Ogni età, ci ricorda Guardini, ha la sua bellezza singolare, che va colta e realizzata: è il segreto di una vita eticamente compiuta, affrancata dall’ansia per il tempo che scorre.
Veramente i nostri giorni sembra vogliano fermare il tempo, trovare ogni escamotage per una perenne giovinezza. Eppure, come qualcuno ha scritto: «Invecchiare sarà anche difficile, ma non crescere mai potrebbe rivelarsi una discreta anteprima dell’inferno»
La grande solennità della Pasqua riversa sul mondo e sulla storia l’abbondanza dell’amore di Cristo Signore a cui attingere per vivere la vita. È l’amore di qualcuno che ci permette di crescere. Solo un Altro accanto a noi ci può far uscire da quel ripiegamento antico che allontanò la creatura dal suo Creatore e rimetterla in cammino, un cammino di ritorno, dunque di conversione. 

Dio onnipotente ed eterno,  
ammirabile in tutte le opere del tuo amore,  
illumina i figli da te redenti  
perché comprendano che, se fu grande all’inizio  
la creazione del mondo,  
ben più grande, nella pienezza dei tempi,  
fu l’opera della nostra redenzione,  
nel sacrificio pasquale di Cristo Signore.

Quel ripiegamento antico che ci costringe a vivere come sepolti vivi nelle nostre paure, angosce e sconfitte. Una sorta di «tombe sigillate», come ci fa notare il Papa. Quell’atteggiamento che ci porta spesso a dire e a pensare, come continua il santo Padre, in termini di «“non c’è più niente da fare”, “le cose non cambieranno mai”, “meglio vivere alla giornata” perché “del domani non c’è certezza”».

Invece la Pasqua del Signore, ogni anno, «ci riporta al nostro passato di grazia, ci fa riandare in Galilea, là dov’è iniziata la nostra storia d’amore con Gesù.

Ci chiede, cioè, – prosegue papa Francesco – di rivivere quel momento, quella situazione, quell’esperienza in cui abbiamo incontrato il Signore, abbiamo sperimentato il suo amore e abbiamo ricevuto uno sguardo nuovo e luminoso su noi stessi, sulla realtà, sul mistero della vita» (Omelia nellaVeglia Pasquale,8.IV.2023).

Carissimi fratelli e sorelle, il cammino quaresimale ci ha invitato continuamente a riscoprire e soprattutto a vivacizzare  il dono grande del battesimo. La festa di Pasqua ci faccia immergere nuovamente  in quel fonte della misericordia e del perdono del Padre che ci restituisce giovinezza e nuovo vigore.
Agostino narra l’esperienza del suo battesimo con pochissime parole, ma che ci dicono di un’immensa gioia: «Fummo battezzati e si dileguò da noi l’inquietudine della vita passata»(Confessioni IX, 6.14).
=-=-=
* PROBLEMA BREVE 1 *
Secondo il brano scelto, che cosa accadde ad Agostino quando fu battezzato?
* PROBLEMA BREVE 2 *
Trascrivi dal brano scelto la parte compresa tra «Quel ripiegamento antico che ci» e «(Omelia nellaVeglia Pasquale,8.IV.2023).», estremi inclusi.

* DATI FORNITI *
=-=-=
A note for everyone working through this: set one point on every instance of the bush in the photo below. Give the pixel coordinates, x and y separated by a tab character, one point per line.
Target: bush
=-=-=
* RISULTATO FINALE 1 *
Si dileguò da lui l'inquietudine della vita passata.

* RISULTATO FINALE 2 *
Quel ripiegamento antico che ci costringe a vivere come sepolti vivi nelle nostre paure, angosce e sconfitte. Una sorta di «tombe sigillate», come ci fa notare il Papa. Quell’atteggiamento che ci porta spesso a dire e a pensare, come continua il santo Padre, in termini di «“non c’è più niente da fare”, “le cose non cambieranno mai”, “meglio vivere alla giornata” perché “del domani non c’è certezza”».

Invece la Pasqua del Signore, ogni anno, «ci riporta al nostro passato di grazia, ci fa riandare in Galilea, là dov’è iniziata la nostra storia d’amore con Gesù.

Ci chiede, cioè, – prosegue papa Francesco – di rivivere quel momento, quella situazione, quell’esperienza in cui abbiamo incontrato il Signore, abbiamo sperimentato il suo amore e abbiamo ricevuto uno sguardo nuovo e luminoso su noi stessi, sulla realtà, sul mistero della vita» (Omelia nellaVeglia Pasquale,8.IV.2023).